Detailed close-ups and the big picture of spliceosomes

Abstract

The spliceosome is the huge macromolecular assembly responsible for the removal of introns from pre-mRNA transcripts. The size and complexity of this dynamic cellular machine dictate that structural analysis of the spliceosome is best served by a combination of techniques. Electron microscopy is providing a more global, albeit less detailed, view of spliceosome assemblies. X-ray crystallographers and NMR spectroscopists are steadily reporting more atomic resolution structures of individual spliceosome components and fragments. Increasingly, structures of these individual pieces in complex with binding partners are yielding insights into the interfaces that hold the entire spliceosome assembly together. Although the information arising from the various structural studies of splicing machinery has not yet fully converged into a complete model, we can expect that a detailed understanding of spliceosome structure will arise at the juncture of structural and computational modeling methods.

PROVIDED RECORDS>
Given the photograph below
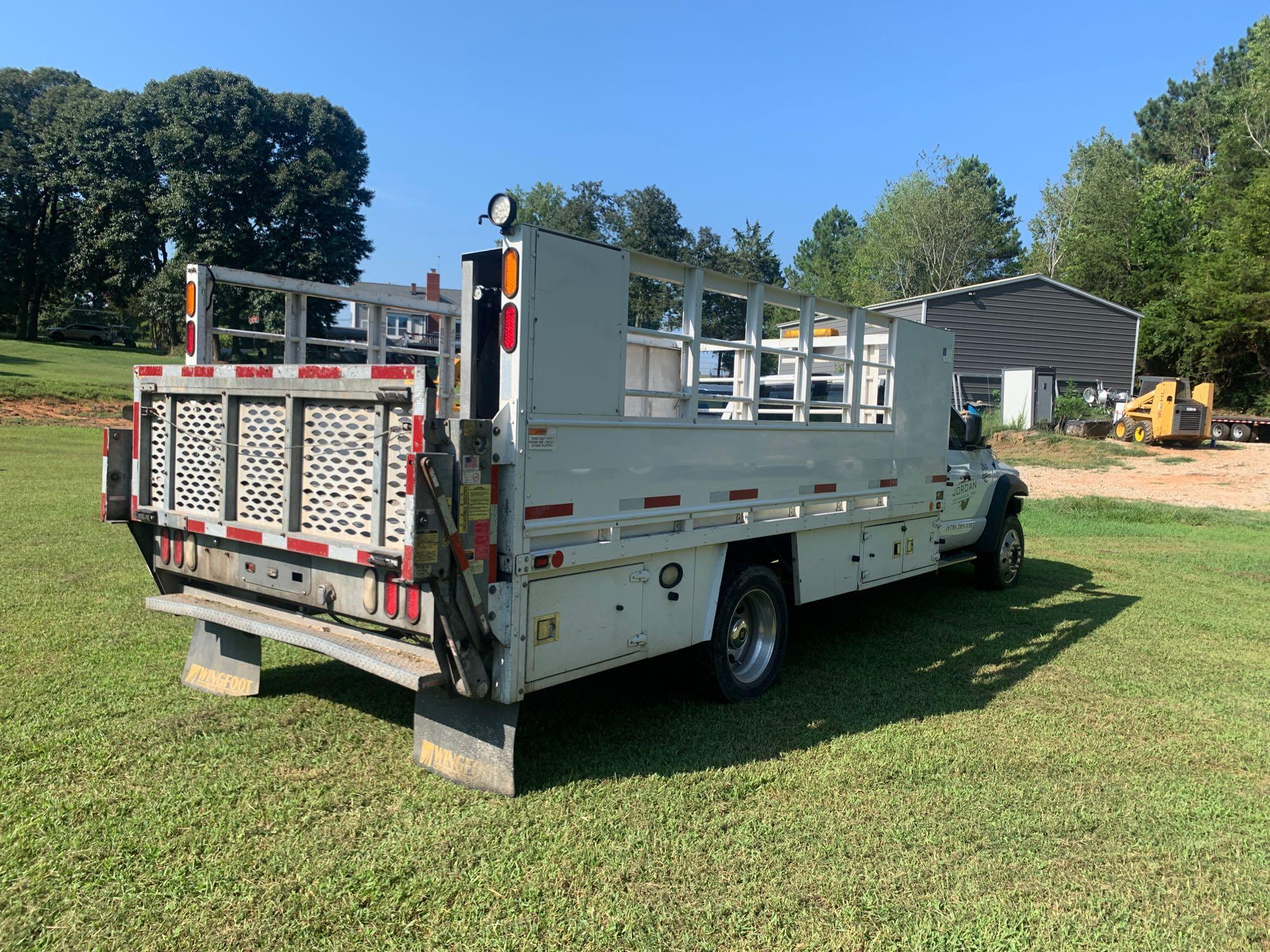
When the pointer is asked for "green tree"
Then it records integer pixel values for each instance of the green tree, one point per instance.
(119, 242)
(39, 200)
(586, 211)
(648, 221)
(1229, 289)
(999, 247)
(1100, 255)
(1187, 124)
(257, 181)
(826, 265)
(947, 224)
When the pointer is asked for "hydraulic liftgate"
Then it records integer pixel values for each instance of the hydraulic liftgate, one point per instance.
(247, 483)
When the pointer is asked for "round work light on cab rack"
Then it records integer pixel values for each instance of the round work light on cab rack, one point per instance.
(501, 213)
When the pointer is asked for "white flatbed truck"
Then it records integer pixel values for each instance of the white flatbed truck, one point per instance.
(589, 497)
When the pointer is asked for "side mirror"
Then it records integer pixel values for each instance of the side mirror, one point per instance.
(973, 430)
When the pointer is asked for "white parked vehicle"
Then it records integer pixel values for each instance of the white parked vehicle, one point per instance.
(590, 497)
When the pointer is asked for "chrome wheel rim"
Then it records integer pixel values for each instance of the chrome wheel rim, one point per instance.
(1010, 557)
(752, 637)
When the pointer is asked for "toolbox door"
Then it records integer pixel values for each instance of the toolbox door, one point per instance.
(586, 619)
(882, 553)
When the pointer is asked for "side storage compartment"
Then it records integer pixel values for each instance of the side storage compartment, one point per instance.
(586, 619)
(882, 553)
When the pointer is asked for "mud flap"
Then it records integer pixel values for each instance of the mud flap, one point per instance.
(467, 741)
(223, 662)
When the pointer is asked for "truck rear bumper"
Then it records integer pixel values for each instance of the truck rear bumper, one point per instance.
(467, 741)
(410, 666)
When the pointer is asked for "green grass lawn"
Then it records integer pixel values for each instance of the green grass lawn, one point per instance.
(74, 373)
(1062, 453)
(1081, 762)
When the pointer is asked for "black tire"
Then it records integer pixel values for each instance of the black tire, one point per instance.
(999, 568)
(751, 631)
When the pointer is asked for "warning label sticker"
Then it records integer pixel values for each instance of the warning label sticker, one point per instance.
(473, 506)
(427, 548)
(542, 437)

INSTRUCTIONS>
A – In the text on spliceosome structure above, shorten the paragraph beginning "The spliceosome is the huge macromolecular assembly" into a bulleted list that keeps its main facts.
B – Carry on the text on spliceosome structure above, starting right after its last sentence.

TASK RESPONSES>
A –
- The spliceosome is a huge macromolecular assembly that removes introns from pre-mRNA transcripts.
- Because this dynamic machine is so large and complex, a combination of techniques best serves its structural analysis.
- Electron microscopy gives a broader but less detailed view of spliceosome assemblies.
- X-ray crystallography and NMR spectroscopy steadily yield atomic-resolution structures of individual components and fragments.
- More and more, structures of these pieces bound to their partners reveal the interfaces that hold the whole assembly together.
- These findings have not yet converged into a complete model. A detailed understanding is expected to come from combining structural and computational modeling methods.

B –
Figure 1

Toward a structural view of the spliceosome throughout the splicing cycle. Several macromolecular assemblies involved in the removal of an intron in pre-mRNA to generate mRNA have been visualized by EM and single particle reconstruction including snRNP complexes (U1, U5, U5:U4/U6 tri-snRNP, U4/U6 di-snRNP), splicing-related complexes (BΔU1, S. pombe U2.U5/U6, EJC) [43]) and structural intermediates of the spliceosome (A complex, B complex (2D averaged images only), C complex)

Figure 2

Towards combining structures of spliceosome components and complexes by computational modeling. As high-resolution structures of the over 100 components of the spliceosome and EM models of spliceosome complexes accumulate, computational modeling that incorporates interaction data and labeling information may allow for a detailed architectural model of the entire spliceosome.